━━ DATA SUPPLIED ━━
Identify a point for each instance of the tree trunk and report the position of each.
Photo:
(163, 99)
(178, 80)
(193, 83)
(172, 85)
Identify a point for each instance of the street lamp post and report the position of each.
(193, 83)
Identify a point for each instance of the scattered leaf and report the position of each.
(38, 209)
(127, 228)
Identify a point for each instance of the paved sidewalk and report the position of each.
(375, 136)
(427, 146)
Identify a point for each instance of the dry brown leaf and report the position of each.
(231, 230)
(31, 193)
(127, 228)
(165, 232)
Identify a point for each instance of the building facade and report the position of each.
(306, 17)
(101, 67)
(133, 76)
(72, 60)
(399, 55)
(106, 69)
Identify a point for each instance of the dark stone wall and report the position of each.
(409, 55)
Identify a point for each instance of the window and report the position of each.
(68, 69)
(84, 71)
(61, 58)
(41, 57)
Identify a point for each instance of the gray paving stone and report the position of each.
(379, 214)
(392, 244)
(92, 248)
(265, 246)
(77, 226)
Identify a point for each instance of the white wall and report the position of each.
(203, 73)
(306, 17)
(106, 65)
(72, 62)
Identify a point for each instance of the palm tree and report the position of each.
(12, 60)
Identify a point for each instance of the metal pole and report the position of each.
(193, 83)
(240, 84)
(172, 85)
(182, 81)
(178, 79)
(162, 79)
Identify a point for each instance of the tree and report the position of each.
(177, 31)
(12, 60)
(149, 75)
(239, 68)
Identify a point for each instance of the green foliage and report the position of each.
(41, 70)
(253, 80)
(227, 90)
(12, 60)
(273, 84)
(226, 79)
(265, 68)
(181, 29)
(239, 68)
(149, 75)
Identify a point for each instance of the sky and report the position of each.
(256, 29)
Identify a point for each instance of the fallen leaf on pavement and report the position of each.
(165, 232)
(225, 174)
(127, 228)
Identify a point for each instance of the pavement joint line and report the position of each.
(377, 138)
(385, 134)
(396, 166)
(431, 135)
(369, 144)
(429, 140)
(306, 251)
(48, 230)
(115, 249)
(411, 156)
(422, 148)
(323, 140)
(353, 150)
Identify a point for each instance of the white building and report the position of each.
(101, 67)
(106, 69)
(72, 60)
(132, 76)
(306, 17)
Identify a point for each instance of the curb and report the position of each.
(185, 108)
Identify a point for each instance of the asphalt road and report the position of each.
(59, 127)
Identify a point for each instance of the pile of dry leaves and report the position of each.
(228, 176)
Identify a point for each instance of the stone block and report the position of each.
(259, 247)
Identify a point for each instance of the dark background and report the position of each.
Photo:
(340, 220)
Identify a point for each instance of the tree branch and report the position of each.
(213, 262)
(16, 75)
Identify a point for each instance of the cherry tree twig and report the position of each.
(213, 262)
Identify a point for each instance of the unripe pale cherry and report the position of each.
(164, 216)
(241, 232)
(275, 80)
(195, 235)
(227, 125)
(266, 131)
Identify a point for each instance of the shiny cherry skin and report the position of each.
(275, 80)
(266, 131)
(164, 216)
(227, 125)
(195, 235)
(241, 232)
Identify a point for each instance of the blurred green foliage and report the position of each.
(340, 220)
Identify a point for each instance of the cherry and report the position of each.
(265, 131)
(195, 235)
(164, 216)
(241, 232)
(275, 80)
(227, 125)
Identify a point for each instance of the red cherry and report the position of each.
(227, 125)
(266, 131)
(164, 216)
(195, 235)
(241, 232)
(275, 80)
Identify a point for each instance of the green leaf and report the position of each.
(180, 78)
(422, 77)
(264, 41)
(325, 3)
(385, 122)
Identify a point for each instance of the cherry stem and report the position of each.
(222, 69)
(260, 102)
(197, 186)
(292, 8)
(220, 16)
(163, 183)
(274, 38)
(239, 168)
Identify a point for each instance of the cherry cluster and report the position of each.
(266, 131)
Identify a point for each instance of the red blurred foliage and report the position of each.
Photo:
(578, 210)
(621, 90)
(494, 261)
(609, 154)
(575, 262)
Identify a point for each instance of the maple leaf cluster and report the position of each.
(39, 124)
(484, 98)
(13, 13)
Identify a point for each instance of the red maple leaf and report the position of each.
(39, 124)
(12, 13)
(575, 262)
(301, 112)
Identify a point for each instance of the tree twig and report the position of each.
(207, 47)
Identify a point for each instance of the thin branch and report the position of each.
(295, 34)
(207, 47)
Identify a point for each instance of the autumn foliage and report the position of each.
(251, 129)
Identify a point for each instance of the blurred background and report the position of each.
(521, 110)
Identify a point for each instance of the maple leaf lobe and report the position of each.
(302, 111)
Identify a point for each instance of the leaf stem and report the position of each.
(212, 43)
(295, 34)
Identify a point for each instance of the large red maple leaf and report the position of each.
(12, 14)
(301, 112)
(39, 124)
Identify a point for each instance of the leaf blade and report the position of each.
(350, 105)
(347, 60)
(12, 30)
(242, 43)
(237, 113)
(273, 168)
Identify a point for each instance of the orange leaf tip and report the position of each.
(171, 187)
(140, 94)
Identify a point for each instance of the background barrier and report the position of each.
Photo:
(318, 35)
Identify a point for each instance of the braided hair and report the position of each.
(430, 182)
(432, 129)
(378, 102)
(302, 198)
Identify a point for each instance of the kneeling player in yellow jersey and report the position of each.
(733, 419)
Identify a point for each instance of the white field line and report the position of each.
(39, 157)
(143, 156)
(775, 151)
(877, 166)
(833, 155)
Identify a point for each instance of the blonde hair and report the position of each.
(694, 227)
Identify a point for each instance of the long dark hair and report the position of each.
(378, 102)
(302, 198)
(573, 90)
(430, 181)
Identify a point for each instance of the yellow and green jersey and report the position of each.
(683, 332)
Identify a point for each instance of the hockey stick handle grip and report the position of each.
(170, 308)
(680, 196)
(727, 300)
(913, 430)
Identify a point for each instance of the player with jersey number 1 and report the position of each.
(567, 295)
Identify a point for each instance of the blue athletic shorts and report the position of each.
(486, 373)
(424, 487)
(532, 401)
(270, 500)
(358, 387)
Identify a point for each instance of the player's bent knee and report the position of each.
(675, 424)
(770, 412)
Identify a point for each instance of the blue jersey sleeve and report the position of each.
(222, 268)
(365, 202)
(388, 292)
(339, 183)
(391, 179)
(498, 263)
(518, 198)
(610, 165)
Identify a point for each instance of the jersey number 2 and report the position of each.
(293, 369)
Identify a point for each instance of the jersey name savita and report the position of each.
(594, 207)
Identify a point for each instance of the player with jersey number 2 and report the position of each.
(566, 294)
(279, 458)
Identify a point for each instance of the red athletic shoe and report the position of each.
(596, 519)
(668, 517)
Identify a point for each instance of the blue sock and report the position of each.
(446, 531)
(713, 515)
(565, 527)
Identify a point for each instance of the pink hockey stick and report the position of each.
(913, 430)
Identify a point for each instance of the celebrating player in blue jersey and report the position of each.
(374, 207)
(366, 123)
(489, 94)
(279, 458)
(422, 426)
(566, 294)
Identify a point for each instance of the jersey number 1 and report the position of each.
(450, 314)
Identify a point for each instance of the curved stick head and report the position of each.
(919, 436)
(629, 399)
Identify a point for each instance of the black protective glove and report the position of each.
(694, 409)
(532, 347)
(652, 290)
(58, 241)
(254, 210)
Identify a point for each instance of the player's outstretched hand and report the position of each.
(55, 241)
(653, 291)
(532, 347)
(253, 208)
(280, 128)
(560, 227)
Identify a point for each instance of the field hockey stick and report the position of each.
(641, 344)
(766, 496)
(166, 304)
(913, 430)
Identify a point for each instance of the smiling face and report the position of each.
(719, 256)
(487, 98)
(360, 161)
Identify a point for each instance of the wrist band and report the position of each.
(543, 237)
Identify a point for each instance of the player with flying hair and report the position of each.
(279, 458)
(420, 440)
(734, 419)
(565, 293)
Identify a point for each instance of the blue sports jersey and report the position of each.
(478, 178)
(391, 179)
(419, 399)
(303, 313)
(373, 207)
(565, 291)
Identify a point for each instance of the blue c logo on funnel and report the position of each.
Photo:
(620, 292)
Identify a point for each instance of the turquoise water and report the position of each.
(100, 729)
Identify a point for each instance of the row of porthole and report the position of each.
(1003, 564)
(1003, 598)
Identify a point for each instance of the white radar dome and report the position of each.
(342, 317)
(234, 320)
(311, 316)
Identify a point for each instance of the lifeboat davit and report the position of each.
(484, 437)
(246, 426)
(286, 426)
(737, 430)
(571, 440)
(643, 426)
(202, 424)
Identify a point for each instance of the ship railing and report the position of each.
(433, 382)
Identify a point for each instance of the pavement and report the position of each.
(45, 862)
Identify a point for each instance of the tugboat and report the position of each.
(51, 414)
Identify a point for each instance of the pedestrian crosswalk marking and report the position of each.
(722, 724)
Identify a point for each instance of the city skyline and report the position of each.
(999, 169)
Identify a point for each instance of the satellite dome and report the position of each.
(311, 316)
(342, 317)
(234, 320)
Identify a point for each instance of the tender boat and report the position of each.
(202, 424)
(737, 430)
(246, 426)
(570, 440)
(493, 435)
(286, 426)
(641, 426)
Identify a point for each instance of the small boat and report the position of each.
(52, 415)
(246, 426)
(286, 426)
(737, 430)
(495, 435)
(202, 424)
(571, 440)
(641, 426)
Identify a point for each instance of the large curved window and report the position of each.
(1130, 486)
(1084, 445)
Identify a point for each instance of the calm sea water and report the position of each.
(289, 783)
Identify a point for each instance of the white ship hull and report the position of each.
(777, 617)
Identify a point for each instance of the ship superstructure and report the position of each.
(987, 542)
━━━
:: YOUR OBJECTIVE ::
Exactly as written, give the line containing "Identify a point for each instance of the ship railing" and all remaining lines of the records.

:: FINAL RESULT ::
Identify a point for each instance of the ship railing and report the position of each.
(433, 382)
Identify a point for each instance of the pavement and report the position of each.
(45, 862)
Identify a point for each instance of the tugboat and report the position of each.
(51, 414)
Identify a point for each instance of the pedestrian crosswalk marking and report the position of each.
(722, 724)
Identify a point for each instance of the city skyline and report the position of each.
(999, 169)
Identify a point for each instance of the satellite dome and report the position of each.
(311, 316)
(342, 317)
(234, 320)
Identify a point for each instance of the tender boat and report the position of each.
(202, 424)
(737, 430)
(246, 426)
(570, 440)
(493, 435)
(286, 426)
(641, 426)
Identify a point for each instance of the small boat and report the position of each.
(52, 415)
(246, 426)
(286, 426)
(737, 430)
(495, 435)
(202, 424)
(571, 440)
(641, 426)
Identify a point for each instance of the large curved window and report the position of each.
(1130, 486)
(1084, 445)
Identify a point for each instance of the calm sea water and report the position of each.
(289, 783)
Identify a point for each instance of the white ship hull and report the position of each.
(777, 617)
Identify a point for each instance of the ship superstructure and report the position of each.
(987, 542)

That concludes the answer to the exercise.